Tâche:
Répondez aux questions suivantes à partir du texte sur le Chiapas.
1. Quelle date figure à côté de l'appel « Stop à la guerre contre les peuples et les communautés zapatistes » ?
2. Vers où la frontière s'est-elle déplacée ?
3. Combien de journalistes assassinés le texte recense-t-il ?

Extrait cité:
Le Chiapas, c’est le Mexique.
Stop à la guerre contre les peuples et les communautés zapatistes. 5 juillet 2023
Le Chiapas, c’est le Mexique, et au Chiapas sont concentrées aujourd’hui la plupart des violences qui affectent tout le territoire mexicain. La guerre qu’on a imposée à notre pays depuis les États-Unis, et que Felipe Calderón s’est chargé d’approfondir, s’étend désormais à l’ensemble du territoire national. La frontière s’est déplacée vers le Sud-Est, et avec elle la guerre, une guerre que l’administration actuelle n’a pas freinée : 153 941 meurtres [1], 42 935 personnes portées disparues et non localisées [2], 69 journalistes [3] et 94 personnes défenseures de la terre et du territoire, des peuples indigènes et de l’environnement assassinées [4] tout au long du processus continu de recolonisation militarisée et criminelle de l’actuel gouvernement.

Jeu d'enregistrements:
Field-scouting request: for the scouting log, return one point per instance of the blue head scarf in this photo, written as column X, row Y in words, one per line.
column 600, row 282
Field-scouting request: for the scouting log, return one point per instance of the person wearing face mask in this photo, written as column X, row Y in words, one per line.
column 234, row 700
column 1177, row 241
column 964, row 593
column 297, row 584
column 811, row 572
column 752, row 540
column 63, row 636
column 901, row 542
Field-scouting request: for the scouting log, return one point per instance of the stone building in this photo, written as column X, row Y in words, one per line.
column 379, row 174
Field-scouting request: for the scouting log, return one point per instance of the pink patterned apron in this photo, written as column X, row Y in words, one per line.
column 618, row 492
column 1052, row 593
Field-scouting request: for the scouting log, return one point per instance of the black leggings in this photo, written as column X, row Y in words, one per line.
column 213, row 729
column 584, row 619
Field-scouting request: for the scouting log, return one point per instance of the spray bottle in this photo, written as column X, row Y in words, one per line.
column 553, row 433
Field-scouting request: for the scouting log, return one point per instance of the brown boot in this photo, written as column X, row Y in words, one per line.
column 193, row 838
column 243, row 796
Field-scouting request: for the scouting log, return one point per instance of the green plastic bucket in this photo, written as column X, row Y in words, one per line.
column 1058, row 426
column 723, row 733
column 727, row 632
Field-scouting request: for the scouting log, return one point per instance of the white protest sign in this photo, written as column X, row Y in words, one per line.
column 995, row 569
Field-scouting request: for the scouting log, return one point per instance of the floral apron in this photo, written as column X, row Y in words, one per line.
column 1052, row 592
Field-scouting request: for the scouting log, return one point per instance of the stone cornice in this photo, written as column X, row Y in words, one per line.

Réponse finale:
1. Le 5 juillet 2023.
2. Vers le Sud-Est.
3. 69 journalistes.